_Task details_: Render everything in the items below, from the line containing "Q: In the photo above, mark the distant vegetation" down to the line containing "x=641, y=769", as a Markdown table with the columns Number and Line, skipping blank lines. Include both end lines and nothing outside that span.

_Provided records_:
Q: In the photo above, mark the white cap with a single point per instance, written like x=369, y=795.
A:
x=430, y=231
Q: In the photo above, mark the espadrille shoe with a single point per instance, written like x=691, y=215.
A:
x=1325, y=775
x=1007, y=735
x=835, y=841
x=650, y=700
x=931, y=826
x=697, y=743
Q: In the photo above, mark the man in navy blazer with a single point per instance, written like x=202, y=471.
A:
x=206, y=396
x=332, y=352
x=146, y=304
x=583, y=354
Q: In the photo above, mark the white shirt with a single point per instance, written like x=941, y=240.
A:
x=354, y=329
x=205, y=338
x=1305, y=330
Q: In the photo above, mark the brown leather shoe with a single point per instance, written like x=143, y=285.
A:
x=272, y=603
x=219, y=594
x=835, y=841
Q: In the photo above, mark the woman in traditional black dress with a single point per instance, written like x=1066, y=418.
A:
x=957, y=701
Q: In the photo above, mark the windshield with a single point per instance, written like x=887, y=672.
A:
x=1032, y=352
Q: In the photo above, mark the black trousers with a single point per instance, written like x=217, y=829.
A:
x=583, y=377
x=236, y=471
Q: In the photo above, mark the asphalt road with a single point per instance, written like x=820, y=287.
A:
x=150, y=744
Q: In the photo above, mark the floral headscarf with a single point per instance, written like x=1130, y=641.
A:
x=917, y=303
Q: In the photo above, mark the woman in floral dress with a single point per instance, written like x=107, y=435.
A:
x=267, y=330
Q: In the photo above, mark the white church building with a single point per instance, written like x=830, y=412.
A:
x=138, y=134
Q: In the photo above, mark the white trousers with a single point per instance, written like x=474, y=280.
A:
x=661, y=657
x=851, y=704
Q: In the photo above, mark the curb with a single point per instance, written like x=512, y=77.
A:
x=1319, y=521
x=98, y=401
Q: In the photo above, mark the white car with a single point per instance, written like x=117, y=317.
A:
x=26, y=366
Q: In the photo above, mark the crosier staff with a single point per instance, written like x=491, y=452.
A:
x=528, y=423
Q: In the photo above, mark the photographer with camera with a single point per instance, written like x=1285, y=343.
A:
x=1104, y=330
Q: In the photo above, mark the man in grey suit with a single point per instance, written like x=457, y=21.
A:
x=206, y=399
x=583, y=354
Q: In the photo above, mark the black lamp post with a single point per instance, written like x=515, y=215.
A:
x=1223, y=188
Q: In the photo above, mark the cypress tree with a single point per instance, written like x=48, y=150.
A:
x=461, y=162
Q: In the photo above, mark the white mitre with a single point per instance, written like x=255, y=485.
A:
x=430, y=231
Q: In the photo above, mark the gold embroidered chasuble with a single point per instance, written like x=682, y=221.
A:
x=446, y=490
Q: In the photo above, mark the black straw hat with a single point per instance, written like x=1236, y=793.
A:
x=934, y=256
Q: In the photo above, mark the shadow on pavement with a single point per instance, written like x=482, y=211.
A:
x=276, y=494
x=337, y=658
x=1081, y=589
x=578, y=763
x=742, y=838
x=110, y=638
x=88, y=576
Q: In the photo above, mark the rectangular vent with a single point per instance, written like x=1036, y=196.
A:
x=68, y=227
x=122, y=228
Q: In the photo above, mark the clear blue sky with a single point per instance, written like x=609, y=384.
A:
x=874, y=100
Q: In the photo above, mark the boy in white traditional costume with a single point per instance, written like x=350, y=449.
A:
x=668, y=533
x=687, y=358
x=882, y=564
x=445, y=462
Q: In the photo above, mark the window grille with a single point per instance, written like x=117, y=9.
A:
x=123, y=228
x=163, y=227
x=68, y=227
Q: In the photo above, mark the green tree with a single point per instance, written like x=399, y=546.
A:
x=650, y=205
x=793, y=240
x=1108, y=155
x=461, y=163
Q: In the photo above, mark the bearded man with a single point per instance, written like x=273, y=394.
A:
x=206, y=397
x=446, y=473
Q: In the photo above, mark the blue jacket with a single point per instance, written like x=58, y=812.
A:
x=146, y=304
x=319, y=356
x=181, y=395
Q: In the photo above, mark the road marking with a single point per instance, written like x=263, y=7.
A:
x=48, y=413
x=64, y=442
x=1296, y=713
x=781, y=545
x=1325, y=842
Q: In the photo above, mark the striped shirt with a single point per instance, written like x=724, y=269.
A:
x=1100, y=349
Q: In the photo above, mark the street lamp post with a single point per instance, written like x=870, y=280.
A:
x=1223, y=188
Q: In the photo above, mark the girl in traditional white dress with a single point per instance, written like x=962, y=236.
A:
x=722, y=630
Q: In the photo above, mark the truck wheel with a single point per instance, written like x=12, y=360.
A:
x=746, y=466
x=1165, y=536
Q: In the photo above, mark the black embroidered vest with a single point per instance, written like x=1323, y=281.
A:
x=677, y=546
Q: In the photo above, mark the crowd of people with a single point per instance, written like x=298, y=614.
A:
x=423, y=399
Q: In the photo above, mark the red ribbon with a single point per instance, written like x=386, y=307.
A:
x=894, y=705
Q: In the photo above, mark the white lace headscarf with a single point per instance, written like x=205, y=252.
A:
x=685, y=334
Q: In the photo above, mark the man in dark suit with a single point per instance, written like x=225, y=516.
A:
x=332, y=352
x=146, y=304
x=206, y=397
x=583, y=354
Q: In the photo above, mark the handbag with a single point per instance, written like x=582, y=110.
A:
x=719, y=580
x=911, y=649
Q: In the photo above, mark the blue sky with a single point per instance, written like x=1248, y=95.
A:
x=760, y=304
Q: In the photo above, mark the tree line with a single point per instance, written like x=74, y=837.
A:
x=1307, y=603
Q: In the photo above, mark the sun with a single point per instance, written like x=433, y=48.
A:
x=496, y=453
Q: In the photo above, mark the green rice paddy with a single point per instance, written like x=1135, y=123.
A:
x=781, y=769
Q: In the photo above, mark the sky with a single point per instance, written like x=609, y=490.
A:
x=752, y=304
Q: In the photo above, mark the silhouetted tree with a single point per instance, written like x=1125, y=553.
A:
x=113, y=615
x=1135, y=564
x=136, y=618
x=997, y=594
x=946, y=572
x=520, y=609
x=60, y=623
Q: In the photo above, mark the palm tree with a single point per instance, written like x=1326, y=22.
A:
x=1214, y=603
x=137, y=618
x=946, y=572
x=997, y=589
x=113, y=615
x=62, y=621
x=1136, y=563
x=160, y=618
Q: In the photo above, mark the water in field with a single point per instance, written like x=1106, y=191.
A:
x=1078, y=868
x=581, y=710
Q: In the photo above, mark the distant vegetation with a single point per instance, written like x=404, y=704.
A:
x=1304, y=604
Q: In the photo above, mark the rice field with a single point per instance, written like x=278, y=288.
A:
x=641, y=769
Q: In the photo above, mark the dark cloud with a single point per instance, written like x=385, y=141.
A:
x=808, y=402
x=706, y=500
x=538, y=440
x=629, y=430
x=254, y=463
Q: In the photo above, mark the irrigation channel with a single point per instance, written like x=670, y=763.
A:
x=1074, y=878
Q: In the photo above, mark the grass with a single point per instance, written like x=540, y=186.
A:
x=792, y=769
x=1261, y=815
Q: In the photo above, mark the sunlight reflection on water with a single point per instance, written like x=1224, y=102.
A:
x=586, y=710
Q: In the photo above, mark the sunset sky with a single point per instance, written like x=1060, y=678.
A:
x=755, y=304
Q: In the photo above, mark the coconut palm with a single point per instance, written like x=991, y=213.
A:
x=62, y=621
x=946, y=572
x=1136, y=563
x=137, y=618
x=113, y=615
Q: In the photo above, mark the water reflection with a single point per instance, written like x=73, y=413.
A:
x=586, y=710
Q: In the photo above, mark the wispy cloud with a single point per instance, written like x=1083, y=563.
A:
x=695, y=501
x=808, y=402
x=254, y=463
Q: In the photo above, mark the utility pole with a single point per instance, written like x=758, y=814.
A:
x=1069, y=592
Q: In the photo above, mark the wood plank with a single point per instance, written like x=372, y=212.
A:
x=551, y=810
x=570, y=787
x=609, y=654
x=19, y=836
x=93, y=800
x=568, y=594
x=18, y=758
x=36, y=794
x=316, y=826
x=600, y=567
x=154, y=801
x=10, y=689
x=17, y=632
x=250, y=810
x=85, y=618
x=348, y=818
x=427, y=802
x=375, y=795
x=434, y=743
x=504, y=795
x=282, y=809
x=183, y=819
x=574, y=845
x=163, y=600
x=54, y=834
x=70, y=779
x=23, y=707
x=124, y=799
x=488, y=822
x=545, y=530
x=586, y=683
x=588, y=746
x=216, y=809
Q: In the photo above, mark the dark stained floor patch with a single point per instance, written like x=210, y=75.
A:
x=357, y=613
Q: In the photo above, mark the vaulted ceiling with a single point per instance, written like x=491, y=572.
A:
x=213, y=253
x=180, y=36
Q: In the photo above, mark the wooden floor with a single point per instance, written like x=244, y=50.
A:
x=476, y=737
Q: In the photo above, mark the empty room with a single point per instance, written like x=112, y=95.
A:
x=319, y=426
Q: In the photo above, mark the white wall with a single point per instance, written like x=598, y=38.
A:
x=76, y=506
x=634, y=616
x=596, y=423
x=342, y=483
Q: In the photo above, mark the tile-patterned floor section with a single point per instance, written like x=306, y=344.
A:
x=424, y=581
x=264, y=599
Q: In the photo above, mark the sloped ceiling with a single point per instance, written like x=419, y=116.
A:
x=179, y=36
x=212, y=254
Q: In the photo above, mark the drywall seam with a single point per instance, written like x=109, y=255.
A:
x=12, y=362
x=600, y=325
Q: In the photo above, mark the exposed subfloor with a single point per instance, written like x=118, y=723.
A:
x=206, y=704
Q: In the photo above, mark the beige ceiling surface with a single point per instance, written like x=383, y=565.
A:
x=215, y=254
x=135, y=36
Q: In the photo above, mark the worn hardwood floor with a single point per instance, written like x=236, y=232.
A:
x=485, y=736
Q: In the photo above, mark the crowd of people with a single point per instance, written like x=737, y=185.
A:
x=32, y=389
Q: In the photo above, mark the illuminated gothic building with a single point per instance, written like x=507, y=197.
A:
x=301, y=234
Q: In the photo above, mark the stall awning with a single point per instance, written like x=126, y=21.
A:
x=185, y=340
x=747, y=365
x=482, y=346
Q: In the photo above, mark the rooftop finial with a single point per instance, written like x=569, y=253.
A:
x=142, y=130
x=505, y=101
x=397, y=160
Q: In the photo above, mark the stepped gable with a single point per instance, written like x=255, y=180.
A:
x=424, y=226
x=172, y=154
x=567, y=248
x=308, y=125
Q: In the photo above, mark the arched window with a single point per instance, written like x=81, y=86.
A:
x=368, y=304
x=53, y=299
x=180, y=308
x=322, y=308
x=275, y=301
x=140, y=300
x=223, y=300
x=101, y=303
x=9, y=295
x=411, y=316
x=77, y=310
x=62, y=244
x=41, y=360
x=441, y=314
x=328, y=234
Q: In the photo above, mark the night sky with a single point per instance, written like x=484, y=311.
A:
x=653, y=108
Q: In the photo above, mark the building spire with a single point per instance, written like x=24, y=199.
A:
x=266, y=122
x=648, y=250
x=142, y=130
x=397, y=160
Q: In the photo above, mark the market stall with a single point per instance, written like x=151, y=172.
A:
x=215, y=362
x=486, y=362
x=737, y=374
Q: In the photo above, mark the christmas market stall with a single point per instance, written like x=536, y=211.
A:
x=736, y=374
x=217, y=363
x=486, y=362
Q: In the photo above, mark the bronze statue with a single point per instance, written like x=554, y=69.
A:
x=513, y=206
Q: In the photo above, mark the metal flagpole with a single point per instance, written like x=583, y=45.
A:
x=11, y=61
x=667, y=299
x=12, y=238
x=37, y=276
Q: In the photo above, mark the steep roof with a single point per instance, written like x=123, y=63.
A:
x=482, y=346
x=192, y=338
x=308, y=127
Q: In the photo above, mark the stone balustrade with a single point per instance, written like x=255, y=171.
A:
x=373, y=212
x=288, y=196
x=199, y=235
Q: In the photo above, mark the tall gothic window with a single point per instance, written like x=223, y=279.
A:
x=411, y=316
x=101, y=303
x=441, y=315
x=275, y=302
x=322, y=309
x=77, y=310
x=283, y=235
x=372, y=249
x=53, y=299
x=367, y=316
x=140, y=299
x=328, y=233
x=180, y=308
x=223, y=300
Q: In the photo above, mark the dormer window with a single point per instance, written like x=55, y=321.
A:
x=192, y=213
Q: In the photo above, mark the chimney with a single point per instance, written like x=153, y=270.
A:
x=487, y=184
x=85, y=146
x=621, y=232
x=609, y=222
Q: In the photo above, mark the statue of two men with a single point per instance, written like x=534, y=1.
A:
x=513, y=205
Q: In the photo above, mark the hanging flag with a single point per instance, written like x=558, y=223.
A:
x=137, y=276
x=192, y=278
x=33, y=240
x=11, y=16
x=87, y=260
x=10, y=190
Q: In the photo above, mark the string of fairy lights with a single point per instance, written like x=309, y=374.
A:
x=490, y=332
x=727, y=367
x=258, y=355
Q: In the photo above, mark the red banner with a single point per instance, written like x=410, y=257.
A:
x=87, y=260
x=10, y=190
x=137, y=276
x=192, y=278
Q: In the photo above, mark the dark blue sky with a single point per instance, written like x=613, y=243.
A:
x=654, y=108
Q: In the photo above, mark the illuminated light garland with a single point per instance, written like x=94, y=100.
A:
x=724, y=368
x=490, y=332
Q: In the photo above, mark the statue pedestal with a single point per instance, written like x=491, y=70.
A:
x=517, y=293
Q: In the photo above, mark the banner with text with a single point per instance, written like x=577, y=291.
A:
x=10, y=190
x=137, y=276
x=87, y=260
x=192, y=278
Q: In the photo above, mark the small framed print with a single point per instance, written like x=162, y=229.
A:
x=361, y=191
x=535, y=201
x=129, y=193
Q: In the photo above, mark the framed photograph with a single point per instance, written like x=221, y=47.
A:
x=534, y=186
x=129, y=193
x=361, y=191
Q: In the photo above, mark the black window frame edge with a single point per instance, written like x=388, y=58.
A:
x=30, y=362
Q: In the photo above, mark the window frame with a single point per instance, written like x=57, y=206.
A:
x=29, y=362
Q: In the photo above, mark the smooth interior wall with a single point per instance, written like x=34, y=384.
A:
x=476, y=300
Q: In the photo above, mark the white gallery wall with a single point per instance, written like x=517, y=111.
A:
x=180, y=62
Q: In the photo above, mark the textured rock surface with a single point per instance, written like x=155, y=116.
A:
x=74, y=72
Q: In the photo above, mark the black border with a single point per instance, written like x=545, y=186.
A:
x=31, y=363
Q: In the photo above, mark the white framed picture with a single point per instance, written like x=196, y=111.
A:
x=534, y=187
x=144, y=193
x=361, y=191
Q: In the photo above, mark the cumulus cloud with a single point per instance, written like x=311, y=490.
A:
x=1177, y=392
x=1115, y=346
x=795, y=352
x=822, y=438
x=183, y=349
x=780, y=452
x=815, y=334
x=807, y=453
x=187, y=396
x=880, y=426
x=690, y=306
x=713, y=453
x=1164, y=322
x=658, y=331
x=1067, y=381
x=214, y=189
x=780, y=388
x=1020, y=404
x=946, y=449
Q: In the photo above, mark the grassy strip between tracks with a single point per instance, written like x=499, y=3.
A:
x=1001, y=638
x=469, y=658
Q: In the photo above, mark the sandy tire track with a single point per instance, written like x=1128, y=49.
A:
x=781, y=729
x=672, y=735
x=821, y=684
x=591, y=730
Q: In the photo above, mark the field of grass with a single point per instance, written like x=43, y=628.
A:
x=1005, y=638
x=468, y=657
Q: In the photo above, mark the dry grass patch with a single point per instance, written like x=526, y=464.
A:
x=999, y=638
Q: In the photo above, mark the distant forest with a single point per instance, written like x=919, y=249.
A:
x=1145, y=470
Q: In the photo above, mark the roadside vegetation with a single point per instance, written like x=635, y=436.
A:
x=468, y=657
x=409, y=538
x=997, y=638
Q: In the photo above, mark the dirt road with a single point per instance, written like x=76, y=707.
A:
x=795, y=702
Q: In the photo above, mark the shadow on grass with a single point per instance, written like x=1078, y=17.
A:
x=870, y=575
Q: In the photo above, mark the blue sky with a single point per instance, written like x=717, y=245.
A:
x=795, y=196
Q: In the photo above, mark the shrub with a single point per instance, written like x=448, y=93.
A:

_Exercise solution_:
| Number | Line |
|---|---|
| 1 | Q: In the photo above, mark the distant vegetation with a single point per instance, written like x=404, y=704. |
| 2 | A: |
| 3 | x=1304, y=604 |
| 4 | Q: In the photo above, mark the rice field with a single point per instance, written like x=278, y=288. |
| 5 | A: |
| 6 | x=641, y=769 |